Coordinate annotation entries:
------------------------------

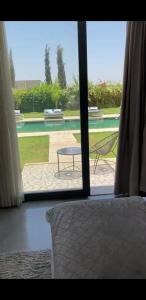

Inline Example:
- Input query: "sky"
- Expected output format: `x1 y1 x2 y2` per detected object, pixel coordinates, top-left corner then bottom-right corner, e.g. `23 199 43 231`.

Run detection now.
5 21 126 84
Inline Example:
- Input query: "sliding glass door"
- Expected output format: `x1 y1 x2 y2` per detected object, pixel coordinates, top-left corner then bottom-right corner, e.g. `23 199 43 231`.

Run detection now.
5 21 89 199
87 21 126 195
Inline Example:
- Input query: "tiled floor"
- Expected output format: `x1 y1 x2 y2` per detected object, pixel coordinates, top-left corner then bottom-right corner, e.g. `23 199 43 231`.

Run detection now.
22 159 115 194
0 201 61 253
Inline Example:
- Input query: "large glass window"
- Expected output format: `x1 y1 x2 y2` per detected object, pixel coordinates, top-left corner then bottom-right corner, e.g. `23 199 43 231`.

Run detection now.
6 21 82 192
87 21 126 195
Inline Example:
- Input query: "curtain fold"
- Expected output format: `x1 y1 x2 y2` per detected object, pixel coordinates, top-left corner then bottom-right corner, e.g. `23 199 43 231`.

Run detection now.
0 21 23 207
115 21 146 196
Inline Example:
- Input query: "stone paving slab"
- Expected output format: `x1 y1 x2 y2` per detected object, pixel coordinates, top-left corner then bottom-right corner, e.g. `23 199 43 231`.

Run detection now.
22 160 115 194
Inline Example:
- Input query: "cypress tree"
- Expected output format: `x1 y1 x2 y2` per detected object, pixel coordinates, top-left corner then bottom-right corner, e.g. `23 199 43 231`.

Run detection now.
45 45 52 84
9 49 15 88
57 46 66 89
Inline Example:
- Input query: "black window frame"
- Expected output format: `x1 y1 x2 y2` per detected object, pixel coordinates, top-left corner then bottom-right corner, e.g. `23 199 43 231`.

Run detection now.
24 21 90 201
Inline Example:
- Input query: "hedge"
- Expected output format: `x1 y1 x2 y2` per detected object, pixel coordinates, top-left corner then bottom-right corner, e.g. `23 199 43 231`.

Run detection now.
13 82 122 112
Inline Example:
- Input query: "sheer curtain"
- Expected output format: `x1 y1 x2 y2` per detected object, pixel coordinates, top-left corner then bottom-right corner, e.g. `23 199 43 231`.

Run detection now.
0 21 23 207
115 21 146 196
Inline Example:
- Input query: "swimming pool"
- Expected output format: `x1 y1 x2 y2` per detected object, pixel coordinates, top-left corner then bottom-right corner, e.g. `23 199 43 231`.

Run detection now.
16 118 119 133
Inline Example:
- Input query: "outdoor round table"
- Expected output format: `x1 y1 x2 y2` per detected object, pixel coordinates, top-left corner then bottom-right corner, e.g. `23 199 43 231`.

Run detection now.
57 147 81 174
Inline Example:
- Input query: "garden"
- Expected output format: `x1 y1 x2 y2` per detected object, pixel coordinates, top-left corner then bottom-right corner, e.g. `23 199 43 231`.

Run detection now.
13 80 122 114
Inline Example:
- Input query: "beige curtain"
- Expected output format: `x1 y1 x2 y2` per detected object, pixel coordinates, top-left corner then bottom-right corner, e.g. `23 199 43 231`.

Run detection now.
0 21 23 207
115 21 146 196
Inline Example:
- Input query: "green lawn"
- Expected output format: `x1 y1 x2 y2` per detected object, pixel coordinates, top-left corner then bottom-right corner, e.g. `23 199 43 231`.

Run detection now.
23 107 120 118
18 136 49 169
74 132 117 158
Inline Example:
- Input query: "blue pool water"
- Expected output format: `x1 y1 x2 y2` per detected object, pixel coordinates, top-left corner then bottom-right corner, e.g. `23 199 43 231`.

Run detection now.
16 118 119 133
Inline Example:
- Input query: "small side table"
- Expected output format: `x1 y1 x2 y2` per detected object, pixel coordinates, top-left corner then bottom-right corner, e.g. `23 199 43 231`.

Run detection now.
57 147 81 174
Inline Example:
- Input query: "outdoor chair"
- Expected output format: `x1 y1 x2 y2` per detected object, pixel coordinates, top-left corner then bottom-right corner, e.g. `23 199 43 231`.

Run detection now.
89 132 118 174
14 109 24 121
88 106 102 117
44 109 64 119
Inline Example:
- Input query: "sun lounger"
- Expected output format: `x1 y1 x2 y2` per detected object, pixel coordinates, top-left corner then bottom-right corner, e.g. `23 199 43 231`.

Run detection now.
44 109 64 119
88 106 102 117
14 109 24 121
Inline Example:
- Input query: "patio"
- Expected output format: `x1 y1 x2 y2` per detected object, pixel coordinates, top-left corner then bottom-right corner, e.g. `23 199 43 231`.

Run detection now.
22 159 115 195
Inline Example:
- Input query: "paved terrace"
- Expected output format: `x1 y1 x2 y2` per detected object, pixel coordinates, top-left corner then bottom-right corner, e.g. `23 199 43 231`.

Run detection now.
18 128 118 195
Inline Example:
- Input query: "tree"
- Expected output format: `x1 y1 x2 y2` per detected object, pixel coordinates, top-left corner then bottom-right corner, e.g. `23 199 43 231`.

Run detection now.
9 49 15 88
45 45 52 84
57 46 66 89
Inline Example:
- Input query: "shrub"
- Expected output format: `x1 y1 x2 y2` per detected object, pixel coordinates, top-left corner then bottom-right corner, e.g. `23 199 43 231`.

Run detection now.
13 79 122 112
89 83 122 108
13 83 66 112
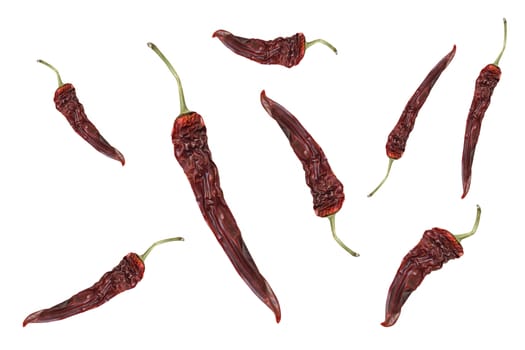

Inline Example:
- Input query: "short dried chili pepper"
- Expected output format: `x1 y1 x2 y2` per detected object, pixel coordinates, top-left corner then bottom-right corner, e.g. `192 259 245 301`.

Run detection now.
23 237 184 327
37 60 126 165
212 29 337 68
261 90 359 256
368 45 456 197
381 205 481 327
148 43 281 322
461 18 507 198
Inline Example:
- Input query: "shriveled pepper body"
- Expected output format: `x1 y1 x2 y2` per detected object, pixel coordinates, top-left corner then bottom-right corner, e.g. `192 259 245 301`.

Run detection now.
381 227 463 327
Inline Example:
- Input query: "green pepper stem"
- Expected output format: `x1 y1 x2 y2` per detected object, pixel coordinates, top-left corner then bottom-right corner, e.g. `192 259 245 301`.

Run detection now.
454 205 481 242
328 214 359 257
368 158 394 197
305 39 337 55
36 60 64 87
148 43 190 114
140 237 184 261
494 18 507 66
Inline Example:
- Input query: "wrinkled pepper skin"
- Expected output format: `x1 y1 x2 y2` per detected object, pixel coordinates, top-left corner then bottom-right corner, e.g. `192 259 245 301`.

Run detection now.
23 253 145 327
461 64 501 198
172 112 281 322
213 30 306 68
261 91 345 218
381 227 463 327
386 45 456 159
54 83 125 165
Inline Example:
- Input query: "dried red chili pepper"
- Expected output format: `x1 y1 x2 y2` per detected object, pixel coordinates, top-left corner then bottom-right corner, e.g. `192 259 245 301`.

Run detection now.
368 45 456 197
148 43 281 322
37 60 126 165
212 30 337 68
261 90 359 256
461 18 507 198
22 237 184 327
381 205 481 327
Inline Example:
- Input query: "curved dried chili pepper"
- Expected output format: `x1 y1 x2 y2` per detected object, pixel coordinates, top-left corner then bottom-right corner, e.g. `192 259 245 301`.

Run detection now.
22 237 184 327
368 45 456 197
148 43 281 322
461 18 507 198
212 29 337 68
37 60 126 165
261 90 359 256
381 205 481 327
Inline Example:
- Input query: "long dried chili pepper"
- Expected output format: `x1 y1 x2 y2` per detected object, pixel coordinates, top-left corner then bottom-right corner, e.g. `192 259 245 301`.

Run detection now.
37 60 126 165
261 90 359 256
381 205 481 327
148 43 281 322
23 237 184 327
212 29 337 68
368 45 456 197
461 18 507 198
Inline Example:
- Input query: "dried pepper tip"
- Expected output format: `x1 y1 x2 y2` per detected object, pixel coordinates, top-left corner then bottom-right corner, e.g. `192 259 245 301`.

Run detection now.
305 39 337 55
148 43 190 115
493 18 507 66
36 60 64 87
368 158 395 197
140 237 184 261
328 214 360 257
454 205 481 242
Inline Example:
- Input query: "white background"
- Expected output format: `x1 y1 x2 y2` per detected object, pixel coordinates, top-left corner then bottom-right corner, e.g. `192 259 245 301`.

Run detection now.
0 0 525 349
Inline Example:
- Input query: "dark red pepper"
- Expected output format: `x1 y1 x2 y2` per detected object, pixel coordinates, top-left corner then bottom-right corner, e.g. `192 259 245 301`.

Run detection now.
23 237 184 327
37 60 125 165
261 90 359 256
461 18 507 198
212 30 337 68
148 43 281 322
368 45 456 197
381 206 481 327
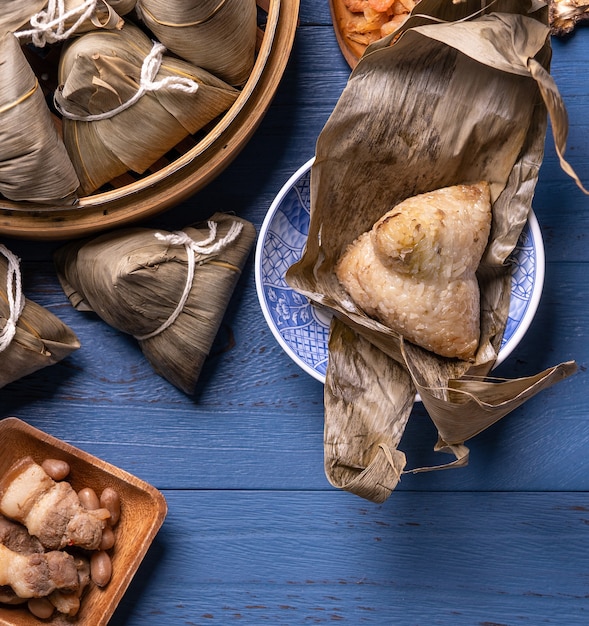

------------------------------

→ SHORT PROBLEM
Format every line from the beginning of the records up to and including the line with "24 21 90 201" as a JSON list of strings, one string per line. Skip blank lines and leave the pictures out.

→ FULL ANSWER
[
  "Inline Example:",
  "- Input query: \"sky\"",
  "- Expected output format: `x1 y1 x2 y2` per detected object, pixel coordinates, top-left corner then bottom-right corner, e.g. `23 199 43 231`.",
  "Run detection now.",
  "5 21 126 84",
  "Inline Example:",
  "- Input query: \"sliding glass door\"",
  "- Expected output format: `x1 y1 x2 y2` per detected object, pixel coordinates, top-left corner then bottom-right corner, e.g. `23 199 43 231`.",
  "Run detection now.",
  "5 21 89 199",
  "87 21 126 195",
  "Inline Example:",
  "- Input query: \"tiled floor\"",
  "- Expected output format: `x1 y1 x2 y2` per detected object, pixel coordinates, top-left corner then bottom-right corner, e.g. `23 199 43 231`.",
  "Run detection now.",
  "22 159 115 194",
  "0 201 61 253",
  "Inline Example:",
  "- Input query: \"large glass window\"",
  "- Expected output format: `x1 y1 x2 y2` per detected object, pixel coordinates, top-left corner then bottom-right corner, e.g. `23 199 43 231`.",
  "Run detection now.",
  "6 21 82 192",
  "87 21 126 195",
  "Inline Example:",
  "- Input query: \"curtain fold\"",
  "- Expected output format: `x1 y1 x2 y2` per detected object, pixel coordinates, top-left corner then bottom-right corner, e.g. `23 199 43 231`.",
  "Run detection now.",
  "0 21 23 207",
  "115 21 146 196",
  "Inline Example:",
  "- Input query: \"stone paving slab\"",
  "- Expected output format: `x1 y1 x2 y2` per detected object, pixel coordinates, top-left corner then bottom-right corner, e.g. `23 199 43 231`.",
  "Run detection now.",
  "22 160 115 194",
  "Inline Example:",
  "- Input query: \"cypress tree\"",
  "- Expected output format: `x1 y1 x2 y2` per detected object, pixel coordinates, top-left corner then bottom-right corner, e.g. `23 199 43 231`.",
  "Run detection now.",
  "45 45 52 84",
  "9 49 15 88",
  "57 46 66 89",
  "Inline Example:",
  "- Input query: \"black window frame\"",
  "- Expected output format: `x1 y1 x2 y2` per detected object, pixel coordinates, top-left corner then bottom-right corner, e.g. `23 199 43 231`.",
  "Run detection now.",
  "24 21 90 201"
]